-- What to work on --
From the entries, copy out every line in which the word "beam" is found.

━━━━━ Data for processing ━━━━━

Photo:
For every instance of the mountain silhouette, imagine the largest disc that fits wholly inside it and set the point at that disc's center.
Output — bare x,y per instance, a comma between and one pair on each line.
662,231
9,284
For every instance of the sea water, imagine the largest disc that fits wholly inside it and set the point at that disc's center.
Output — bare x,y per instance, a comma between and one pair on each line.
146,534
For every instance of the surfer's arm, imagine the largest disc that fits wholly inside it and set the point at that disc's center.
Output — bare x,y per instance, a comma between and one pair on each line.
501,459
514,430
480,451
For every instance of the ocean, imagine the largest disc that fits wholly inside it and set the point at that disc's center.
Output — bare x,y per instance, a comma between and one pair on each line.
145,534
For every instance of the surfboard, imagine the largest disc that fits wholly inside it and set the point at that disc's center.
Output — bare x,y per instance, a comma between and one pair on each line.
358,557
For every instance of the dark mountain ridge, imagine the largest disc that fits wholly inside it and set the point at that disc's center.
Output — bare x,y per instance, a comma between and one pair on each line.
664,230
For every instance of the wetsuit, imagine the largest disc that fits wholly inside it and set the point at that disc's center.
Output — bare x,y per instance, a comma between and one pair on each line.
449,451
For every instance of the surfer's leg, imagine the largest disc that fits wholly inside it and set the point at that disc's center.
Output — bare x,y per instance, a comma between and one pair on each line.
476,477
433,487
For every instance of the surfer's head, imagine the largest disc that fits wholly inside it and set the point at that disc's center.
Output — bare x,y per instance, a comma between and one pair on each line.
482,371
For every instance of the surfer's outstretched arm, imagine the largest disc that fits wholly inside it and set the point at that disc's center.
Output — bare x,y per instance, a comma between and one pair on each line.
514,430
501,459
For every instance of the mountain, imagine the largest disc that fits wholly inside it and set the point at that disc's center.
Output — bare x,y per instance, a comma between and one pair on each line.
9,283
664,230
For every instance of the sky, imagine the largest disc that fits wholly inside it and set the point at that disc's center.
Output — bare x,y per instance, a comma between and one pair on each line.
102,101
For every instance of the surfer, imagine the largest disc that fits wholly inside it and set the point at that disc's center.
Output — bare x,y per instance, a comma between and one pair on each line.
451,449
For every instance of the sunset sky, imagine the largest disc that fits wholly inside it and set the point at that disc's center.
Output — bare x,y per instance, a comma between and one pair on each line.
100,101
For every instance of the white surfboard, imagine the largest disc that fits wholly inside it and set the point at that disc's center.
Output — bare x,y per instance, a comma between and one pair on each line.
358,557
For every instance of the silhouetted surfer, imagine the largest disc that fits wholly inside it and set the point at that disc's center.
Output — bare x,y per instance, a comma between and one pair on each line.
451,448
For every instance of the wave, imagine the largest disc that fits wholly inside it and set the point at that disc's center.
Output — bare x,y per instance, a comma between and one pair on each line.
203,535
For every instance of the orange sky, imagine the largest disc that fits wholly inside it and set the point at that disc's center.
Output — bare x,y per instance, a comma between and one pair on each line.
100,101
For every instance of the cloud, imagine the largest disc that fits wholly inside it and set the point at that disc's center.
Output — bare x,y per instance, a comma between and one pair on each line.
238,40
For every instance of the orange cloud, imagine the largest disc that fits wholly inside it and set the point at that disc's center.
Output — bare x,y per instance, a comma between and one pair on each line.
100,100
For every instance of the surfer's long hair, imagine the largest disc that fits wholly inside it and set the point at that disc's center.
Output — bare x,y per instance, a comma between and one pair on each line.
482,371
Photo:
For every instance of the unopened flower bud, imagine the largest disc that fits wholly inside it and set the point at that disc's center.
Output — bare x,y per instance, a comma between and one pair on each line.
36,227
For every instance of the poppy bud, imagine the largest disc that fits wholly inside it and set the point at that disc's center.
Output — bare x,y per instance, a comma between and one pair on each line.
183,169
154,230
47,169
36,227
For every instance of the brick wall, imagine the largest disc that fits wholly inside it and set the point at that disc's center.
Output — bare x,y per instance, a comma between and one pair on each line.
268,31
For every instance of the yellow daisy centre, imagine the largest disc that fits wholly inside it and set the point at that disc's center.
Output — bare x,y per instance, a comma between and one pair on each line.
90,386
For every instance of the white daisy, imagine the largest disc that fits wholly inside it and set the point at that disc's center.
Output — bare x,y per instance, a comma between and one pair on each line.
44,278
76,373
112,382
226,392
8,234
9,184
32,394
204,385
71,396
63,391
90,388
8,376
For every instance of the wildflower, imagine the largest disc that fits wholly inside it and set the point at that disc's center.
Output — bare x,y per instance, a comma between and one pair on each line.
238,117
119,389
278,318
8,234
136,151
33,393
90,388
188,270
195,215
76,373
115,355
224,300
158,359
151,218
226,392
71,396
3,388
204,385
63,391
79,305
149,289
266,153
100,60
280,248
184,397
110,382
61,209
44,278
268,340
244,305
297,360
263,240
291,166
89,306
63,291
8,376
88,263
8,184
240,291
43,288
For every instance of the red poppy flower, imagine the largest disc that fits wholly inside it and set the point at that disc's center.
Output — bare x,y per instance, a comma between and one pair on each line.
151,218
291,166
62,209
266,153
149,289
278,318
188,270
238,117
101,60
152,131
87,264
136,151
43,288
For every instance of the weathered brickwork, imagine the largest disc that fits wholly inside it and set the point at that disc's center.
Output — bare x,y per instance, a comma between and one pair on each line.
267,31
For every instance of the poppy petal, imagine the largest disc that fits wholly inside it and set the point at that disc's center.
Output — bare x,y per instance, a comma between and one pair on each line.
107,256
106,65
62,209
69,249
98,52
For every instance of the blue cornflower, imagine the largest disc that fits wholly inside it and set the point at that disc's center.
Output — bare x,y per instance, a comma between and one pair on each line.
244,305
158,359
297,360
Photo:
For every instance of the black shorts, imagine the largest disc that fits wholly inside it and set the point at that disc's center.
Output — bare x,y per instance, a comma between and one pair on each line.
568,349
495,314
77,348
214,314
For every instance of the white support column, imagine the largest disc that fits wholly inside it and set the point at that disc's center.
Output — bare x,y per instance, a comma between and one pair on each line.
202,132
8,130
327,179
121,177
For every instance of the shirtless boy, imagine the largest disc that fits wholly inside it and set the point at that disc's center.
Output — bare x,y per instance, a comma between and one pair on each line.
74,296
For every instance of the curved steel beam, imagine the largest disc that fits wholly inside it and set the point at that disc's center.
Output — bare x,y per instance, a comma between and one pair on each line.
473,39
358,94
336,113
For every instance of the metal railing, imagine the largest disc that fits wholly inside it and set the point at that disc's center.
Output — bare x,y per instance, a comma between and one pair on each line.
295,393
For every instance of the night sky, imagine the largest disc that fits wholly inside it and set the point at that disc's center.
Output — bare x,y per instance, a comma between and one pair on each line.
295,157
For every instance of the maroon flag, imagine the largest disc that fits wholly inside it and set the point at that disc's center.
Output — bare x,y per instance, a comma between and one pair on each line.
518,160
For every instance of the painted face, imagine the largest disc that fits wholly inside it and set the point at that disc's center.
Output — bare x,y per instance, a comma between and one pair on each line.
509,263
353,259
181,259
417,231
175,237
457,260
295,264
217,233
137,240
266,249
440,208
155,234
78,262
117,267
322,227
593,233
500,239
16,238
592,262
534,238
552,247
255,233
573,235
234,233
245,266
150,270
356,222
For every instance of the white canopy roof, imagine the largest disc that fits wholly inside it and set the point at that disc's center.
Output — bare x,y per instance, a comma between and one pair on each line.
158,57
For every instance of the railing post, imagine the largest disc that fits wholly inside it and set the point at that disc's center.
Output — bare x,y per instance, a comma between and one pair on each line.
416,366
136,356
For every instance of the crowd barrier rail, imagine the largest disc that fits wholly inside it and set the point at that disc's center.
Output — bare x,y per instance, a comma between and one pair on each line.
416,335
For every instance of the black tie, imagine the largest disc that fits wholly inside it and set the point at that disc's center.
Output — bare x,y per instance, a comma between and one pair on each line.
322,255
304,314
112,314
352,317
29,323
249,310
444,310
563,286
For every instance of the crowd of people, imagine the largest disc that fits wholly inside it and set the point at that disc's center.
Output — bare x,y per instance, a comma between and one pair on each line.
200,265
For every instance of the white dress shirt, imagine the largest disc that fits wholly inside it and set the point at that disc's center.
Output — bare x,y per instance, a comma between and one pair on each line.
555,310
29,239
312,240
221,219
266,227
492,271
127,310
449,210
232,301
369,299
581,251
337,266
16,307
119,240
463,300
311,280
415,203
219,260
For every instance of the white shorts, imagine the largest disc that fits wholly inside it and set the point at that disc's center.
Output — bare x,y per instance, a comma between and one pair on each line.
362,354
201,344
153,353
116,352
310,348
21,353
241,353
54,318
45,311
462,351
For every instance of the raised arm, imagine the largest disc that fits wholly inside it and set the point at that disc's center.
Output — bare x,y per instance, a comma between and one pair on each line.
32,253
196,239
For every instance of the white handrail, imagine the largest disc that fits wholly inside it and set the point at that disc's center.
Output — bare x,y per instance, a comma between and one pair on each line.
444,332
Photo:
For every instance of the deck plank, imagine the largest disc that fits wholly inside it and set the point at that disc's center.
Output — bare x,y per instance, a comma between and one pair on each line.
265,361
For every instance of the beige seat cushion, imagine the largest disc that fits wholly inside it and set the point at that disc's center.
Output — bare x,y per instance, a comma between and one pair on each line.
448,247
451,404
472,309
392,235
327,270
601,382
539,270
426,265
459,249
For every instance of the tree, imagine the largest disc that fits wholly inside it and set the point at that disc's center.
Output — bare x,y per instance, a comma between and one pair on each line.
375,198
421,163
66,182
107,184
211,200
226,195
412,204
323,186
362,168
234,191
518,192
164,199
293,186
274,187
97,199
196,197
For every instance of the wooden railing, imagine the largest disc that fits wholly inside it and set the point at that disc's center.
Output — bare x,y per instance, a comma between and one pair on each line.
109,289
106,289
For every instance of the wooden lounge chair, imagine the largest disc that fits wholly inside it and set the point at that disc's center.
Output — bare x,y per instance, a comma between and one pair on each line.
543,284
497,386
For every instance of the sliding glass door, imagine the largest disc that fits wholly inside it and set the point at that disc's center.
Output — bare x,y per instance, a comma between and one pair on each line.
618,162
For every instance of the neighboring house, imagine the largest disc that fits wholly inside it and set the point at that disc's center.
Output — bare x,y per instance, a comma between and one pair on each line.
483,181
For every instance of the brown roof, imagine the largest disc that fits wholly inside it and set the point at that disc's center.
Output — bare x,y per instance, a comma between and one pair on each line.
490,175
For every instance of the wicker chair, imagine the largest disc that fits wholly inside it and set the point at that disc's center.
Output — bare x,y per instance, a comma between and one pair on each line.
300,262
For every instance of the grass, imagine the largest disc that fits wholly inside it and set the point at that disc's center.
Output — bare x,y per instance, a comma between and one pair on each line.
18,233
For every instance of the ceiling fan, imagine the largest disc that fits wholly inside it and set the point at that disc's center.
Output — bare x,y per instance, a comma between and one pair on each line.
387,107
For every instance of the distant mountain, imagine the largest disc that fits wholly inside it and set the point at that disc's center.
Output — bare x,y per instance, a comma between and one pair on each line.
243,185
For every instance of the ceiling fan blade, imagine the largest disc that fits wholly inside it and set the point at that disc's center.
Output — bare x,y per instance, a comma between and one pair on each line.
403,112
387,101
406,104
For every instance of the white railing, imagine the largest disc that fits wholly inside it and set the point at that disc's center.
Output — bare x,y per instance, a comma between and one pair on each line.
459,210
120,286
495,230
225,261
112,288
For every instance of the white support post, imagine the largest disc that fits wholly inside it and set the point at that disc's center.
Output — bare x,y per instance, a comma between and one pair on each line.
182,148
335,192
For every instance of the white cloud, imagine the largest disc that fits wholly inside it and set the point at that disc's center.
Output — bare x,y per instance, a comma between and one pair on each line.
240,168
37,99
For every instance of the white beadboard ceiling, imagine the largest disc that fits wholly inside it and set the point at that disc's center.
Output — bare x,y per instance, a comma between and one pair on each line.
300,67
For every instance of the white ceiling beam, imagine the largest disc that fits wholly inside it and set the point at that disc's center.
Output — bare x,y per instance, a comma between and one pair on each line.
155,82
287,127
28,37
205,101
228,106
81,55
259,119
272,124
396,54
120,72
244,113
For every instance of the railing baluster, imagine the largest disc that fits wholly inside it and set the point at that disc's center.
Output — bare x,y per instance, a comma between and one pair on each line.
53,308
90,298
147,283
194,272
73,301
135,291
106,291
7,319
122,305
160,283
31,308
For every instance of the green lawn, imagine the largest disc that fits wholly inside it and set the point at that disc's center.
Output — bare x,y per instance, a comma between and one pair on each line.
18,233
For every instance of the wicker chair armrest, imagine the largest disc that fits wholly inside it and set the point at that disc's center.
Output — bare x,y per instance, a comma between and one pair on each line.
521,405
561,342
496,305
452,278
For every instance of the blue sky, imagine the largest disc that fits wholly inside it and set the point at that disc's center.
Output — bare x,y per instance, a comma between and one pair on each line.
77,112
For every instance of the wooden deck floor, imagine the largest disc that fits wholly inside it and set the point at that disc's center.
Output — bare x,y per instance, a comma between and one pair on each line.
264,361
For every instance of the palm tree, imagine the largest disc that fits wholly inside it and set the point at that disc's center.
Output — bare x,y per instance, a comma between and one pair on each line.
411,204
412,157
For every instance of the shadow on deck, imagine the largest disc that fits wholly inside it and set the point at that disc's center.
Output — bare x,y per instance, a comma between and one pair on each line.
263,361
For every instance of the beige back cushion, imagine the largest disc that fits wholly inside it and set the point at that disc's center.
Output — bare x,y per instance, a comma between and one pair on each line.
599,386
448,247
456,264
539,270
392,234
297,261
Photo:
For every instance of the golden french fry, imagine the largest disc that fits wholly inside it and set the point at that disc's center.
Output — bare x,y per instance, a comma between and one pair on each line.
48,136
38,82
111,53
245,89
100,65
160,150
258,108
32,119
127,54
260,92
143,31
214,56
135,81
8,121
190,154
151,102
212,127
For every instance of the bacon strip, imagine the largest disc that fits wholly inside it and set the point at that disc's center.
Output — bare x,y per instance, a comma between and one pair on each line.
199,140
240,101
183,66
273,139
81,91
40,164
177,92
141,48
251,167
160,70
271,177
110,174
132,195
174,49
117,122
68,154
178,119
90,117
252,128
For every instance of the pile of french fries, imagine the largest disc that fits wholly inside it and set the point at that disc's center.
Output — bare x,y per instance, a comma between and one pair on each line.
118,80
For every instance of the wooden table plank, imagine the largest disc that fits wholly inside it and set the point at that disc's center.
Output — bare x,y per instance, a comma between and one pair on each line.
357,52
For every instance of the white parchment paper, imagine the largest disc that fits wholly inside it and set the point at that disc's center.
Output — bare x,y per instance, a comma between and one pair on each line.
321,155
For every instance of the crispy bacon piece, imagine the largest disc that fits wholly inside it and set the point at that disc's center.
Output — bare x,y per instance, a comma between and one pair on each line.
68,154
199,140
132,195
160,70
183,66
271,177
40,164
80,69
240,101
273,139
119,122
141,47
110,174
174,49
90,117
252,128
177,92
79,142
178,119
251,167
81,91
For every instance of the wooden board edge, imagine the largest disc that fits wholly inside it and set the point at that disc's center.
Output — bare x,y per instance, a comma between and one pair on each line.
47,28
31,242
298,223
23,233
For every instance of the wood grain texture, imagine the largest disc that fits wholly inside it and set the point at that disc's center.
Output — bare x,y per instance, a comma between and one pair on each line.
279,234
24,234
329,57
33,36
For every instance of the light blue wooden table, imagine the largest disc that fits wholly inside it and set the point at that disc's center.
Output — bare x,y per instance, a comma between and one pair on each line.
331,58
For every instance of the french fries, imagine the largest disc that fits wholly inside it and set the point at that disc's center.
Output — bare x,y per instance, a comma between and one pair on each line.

━━━━━

-- Result for this task --
For every instance of the curved steel beam, imagine the largest disc that fits wholly inside it and set the point at that disc's center.
For every instance of the white ceiling beam, imagine the largest disc that fits wholly inside it and set the point at that disc's center.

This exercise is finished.